◆ **文書**:
1億円~1億5千万円は必要!? 覚えておきたい「人生の三大支出」

それなりに家計のやりくりはできているけど、このままで大丈夫か不安が尽きないお金の問題。「人生100年時代、想像以上にお金は必要」とはファイナンシャルプランナーの平野直子さんの弁。今話題の老後資金、足りないのは2000万円どころじゃないかもしれません。

住宅ローンや子供の教育資金もかかるし旅行費用も必要…と、老後資金に関してはもう少し先でいいかと思いがちですが、それではダメ!と警鐘を鳴らすのがファイナンシャルプランナーの平野直子さん。「いざというときにお金が足りない!とならないよう、自分に必要な具体的な金額を知っておくべきです。実際に算出してみると想像以上にお金が必要だということが分かり驚かれますが、シビアな現実を知ることでお金に対する意識を変えることが大切。1日でも早く現実を知ることが、今後を左右するといっても過言ではありません(ファイナンシャルプランナー平野直子さん 以下同)

目次

人生の三大支出とは
「住宅、教育、老後」費用

平野さんいわく、人生の三大支出は「住宅、教育、老後」費用とのこと。それぞれの家庭によって、住まいにかける費用や子供の人数、教育方針など、必要なお金は変化します。月々の消費支出の他に、これからどんなライフイベントがあるのか、そしてそれぞれにどのぐらいのお金がかかるかを把握することが大切です。

幼稚園から大学まで全公立or全私立
その差が1230万円もある教育資金

子供の学習費総額 表

出典:文部科学省平成28年度子供の学習費調査の結果について(報道発表資料)より

子供の教育費は、通う学校が公立か私立かで全然違います。具体的な数字を見ると想像している以上に金額に開きがあると感じるはずです。それを表にしたのが上記。幼稚園から高等学校卒業まで全て公立に通った場合は540万円、全て私立に通った場合は1770万円。なんと1230万円の差! 大学進学も考えるとなると、これに加えて、私立文系なら総額約390万円、国立文系なら総額約255万円かかると言われています(文部科学省「平成28年度私立大学入学者に係る初年度学生納付金平均額(定員1人当たり)の調査結果について」より)。そして教育費の他に、子供が社会人として自立するまでに必要な養育費が別途月2、3万円かかります。将来、お金が足りないという理由で子供が夢を諦めてしまうことのないよう、しっかりとお金を用意しておくことが大切ですね。

◆ **設問一覧**:
1 – 人生の三大支出に関する文書に照らし、次の(a)〜(c)が文書の内容と合致するかをそれぞれ「はい」か「いいえ」で答え、判断の根拠となる文書中の語句を正確に引用してください。(a) 平野さんは、人生の三大支出を住宅・教育・老後の費用としている。(b) 幼稚園から高等学校卒業まで全て私立に通った場合の学習費は1230万円である。(c) 子供が自立するまでの養育費は、教育費とは別に月5万円程度かかる。
2 – 人生の三大支出に関する文書のうち、「1億円~1億5千万円は必要!? 覚えておきたい「人生の三大支出」」から「かを把握することが大切です。」までの部分を、両端を含めてそのまま書き写してください。
なお、データはここでは一切使用いたしません。

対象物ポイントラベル

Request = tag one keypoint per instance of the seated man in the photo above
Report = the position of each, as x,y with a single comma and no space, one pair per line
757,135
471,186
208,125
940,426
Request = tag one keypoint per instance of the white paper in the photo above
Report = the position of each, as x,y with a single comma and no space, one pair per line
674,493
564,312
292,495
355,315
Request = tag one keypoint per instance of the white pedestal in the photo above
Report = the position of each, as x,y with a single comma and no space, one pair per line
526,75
...
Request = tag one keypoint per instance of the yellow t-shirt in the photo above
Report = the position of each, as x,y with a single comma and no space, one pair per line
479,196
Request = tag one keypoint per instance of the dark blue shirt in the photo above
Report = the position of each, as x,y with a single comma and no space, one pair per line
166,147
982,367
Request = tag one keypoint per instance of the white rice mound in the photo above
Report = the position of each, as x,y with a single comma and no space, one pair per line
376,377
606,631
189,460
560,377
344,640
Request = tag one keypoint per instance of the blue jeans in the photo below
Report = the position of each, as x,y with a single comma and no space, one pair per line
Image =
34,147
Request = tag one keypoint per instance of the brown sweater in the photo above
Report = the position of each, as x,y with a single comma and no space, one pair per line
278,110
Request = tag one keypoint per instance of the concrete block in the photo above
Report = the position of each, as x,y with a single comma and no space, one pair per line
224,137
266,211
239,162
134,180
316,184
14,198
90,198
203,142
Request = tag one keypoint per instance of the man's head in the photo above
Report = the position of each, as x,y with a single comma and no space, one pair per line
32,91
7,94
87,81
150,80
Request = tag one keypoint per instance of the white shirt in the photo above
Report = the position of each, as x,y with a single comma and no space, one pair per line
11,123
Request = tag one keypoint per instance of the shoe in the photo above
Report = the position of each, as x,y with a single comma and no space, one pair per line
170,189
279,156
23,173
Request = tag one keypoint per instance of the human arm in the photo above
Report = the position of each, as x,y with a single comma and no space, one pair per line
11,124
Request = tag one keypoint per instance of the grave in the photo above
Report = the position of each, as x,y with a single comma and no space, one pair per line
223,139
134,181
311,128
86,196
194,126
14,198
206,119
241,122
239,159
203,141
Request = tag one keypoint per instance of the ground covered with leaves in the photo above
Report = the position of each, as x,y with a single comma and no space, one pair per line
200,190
---
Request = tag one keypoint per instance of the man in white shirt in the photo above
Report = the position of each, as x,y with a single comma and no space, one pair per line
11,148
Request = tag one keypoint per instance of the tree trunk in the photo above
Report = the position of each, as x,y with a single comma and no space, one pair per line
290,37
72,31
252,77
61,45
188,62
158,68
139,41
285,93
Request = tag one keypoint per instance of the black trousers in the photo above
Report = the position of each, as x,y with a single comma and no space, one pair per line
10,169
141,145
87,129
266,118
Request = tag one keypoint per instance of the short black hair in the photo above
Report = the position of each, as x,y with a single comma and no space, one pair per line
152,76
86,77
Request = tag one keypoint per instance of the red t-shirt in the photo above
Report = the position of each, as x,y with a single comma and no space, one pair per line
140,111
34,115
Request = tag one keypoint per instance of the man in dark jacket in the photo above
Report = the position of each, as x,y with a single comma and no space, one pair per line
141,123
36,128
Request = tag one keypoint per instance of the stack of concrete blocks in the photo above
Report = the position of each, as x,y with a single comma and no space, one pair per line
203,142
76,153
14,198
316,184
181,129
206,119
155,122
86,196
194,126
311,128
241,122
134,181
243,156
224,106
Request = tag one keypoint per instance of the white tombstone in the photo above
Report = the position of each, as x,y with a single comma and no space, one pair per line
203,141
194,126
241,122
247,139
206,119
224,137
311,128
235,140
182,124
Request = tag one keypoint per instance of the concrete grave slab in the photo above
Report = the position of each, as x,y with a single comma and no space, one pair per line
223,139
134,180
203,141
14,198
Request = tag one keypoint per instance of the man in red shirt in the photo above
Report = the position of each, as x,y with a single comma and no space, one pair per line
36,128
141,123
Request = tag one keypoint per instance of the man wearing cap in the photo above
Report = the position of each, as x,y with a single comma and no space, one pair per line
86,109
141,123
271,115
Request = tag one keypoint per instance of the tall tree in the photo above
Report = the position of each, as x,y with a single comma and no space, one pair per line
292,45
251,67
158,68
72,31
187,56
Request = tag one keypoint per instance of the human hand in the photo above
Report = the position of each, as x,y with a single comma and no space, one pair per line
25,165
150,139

◆ **解答一覧**:
1 –
(a) はい。「平野さんいわく、人生の三大支出は「住宅、教育、老後」費用とのこと。」
(b) いいえ。「全て私立に通った場合は1770万円。」
(c) いいえ。「子供が社会人として自立するまでに必要な養育費が別途月2、3万円かかります。」

2 –
1億円~1億5千万円は必要!? 覚えておきたい「人生の三大支出」

それなりに家計のやりくりはできているけど、このままで大丈夫か不安が尽きないお金の問題。「人生100年時代、想像以上にお金は必要」とはファイナンシャルプランナーの平野直子さんの弁。今話題の老後資金、足りないのは2000万円どころじゃないかもしれません。

住宅ローンや子供の教育資金もかかるし旅行費用も必要…と、老後資金に関してはもう少し先でいいかと思いがちですが、それではダメ!と警鐘を鳴らすのがファイナンシャルプランナーの平野直子さん。「いざというときにお金が足りない!とならないよう、自分に必要な具体的な金額を知っておくべきです。実際に算出してみると想像以上にお金が必要だということが分かり驚かれますが、シビアな現実を知ることでお金に対する意識を変えることが大切。1日でも早く現実を知ることが、今後を左右するといっても過言ではありません(ファイナンシャルプランナー平野直子さん 以下同)

目次

人生の三大支出とは
「住宅、教育、老後」費用

平野さんいわく、人生の三大支出は「住宅、教育、老後」費用とのこと。それぞれの家庭によって、住まいにかける費用や子供の人数、教育方針など、必要なお金は変化します。月々の消費支出の他に、これからどんなライフイベントがあるのか、そしてそれぞれにどのぐらいのお金がかかるかを把握することが大切です。